▶ [TEXTE RETENU]
···

En fait, d’amour du chien, c’est peut-être d’amour de l’image de soi dont il s’agit. Vous savez, cette obsession permanente de se différencier. Ce qui pour une société communautaire comme celle du Vietnam peut paraître aberrant. Mais, les temps changent, les cultures s’entrechoquent, et il en émerge le meilleur comme le pire. Et dans le pire, parfois, le chien est le dindon de la farce.

Langue pendante

Promenade sur les rives sableuses du fleuve Rouge, par un bel après-midi, chaud à ruisseler de haut en bas. C’est en m’engageant sur un petit chemin pierreux entre deux rangs d’épis de maïs que je fais une rencontre canine inédite au Vietnam.

Quand je vois l’animal qui coure derrière la moto de son maître, j’ai du mal à en croire mes yeux. Fourrure marron et blanche, yeux en lunettes, oreilles pendantes, mufle écrasé, langue écumante, poitrail large, pattes robustes, queue en long fouet poilu : j’ai devant moi un Saint-Bernard. Un chien réputé pour aller dénicher les gens ensevelis sous des avalanches de neige et de glace. Un chien, dont le nom vient du monastère d’où il est issu, tout là-haut, au Col du Grand Saint-Bernard, dans une région qui connaît plus l’hiver, le froid, le blizzard, le gel que le soleil tropical de l’Asie du Sud-Est.

Je profite de l’arrêt momentané du propriétaire motorisé pour m’approcher du chien qui s’écroule dans le fossé qui borde le chemin. Comme il suffit de quelques caresses à un chien pour lier connaissance avec son maître (le contraire est possible, mais l’intérêt est différent), la… glace est vite rompue !

J’ai possédé, dans une autre vie, un animal de ce type. Et c’est sans doute ce qui me fait m’apitoyer sur cette bête, tellement loin de son milieu naturel, dont les flancs se soulèvent au rythme de son halètement digne d’une forge. Pédagogue incorrigible (ou donneur de leçons selon), j’explique au bipède une des règles élémentaires concernant son quadrupède. Et puisque c’est moi qui tiens le stylo, je ne peux m’empêcher de vous en faire part. Un des meilleurs moyens de provoquer une crise cardiaque à son chien, c’est de le faire courir, soit derrière un véhicule, soit derrière un maître qui fait son jogging.

En effet, à part quelques races sélectionnées pour cela, un chien n’est pas conçu pour courir sur de longues distances. Un chien, ça trottine, ça musarde, ça fait de temps en temps des pointes de vitesse pour faire peur à un oiseau ou rattraper un bâton, mais ça n’est pas fait pour un marathon. Surtout un Saint-Bernard, au bord du fleuve Rouge, sous une température de 28°C !

Heureusement pour le futur molosse, je trouve une oreille étonnée et compréhensive chez son maître, qui jusque là n’avait jamais envisagé que les déjà 30 kilos de fourrure sur pattes puissent ne pas être taillés pour faire de tels efforts. D’autant plus que l’acquisition est récente : quelques semaines seulement.

Surpris quand même que l’on puisse trouver ce genre d’animal au Vietnam, je m’enquière de son origine. La réponse est lapidaire : Chine. Quand on connaît la température de certains lieux de la Chine du Nord, on comprend mieux que de tels animaux puissent y trouver un développement favorable, mais ici, loin du Fansipan qui ne connaît que quelques brèves chutes de neige, un chien pareil est incongru et attise ma curiosité.

···

▶ [CONSIGNE ÉCRITE 1] Indiquez si chaque affirmation concorde avec le texte retenu : (a) le chien rencontré a été acquis il y a plusieurs années ; (b) le maître déclare que le chien vient de Chine ; (c) la rencontre a lieu sous une température de 28 °C. Pour chacune, répondez par oui ou par non et citez les mots décisifs du texte.
▶ [CONSIGNE ÉCRITE 2] Relevez dans le texte retenu tous les traits physiques énumérés pour décrire le chien avant les mots « j’ai devant moi un Saint-Bernard ».
Appuyez-vous uniquement sur le texte retenu.

▶ [DONNÉES RECUEILLIES]

···

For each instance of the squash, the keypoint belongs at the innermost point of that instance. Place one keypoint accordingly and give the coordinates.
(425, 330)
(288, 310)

···

▶ [RÉPONSE ÉCRITE 1]
(a) Non : « l’acquisition est récente : quelques semaines seulement. »
(b) Oui : « La réponse est lapidaire : Chine. »
(c) Oui : « sous une température de 28°C ! »

▶ [RÉPONSE ÉCRITE 2]
- Fourrure marron et blanche
- Yeux en lunettes
- Oreilles pendantes
- Mufle écrasé
- Langue écumante
- Poitrail large
- Pattes robustes
- Queue en long fouet poilu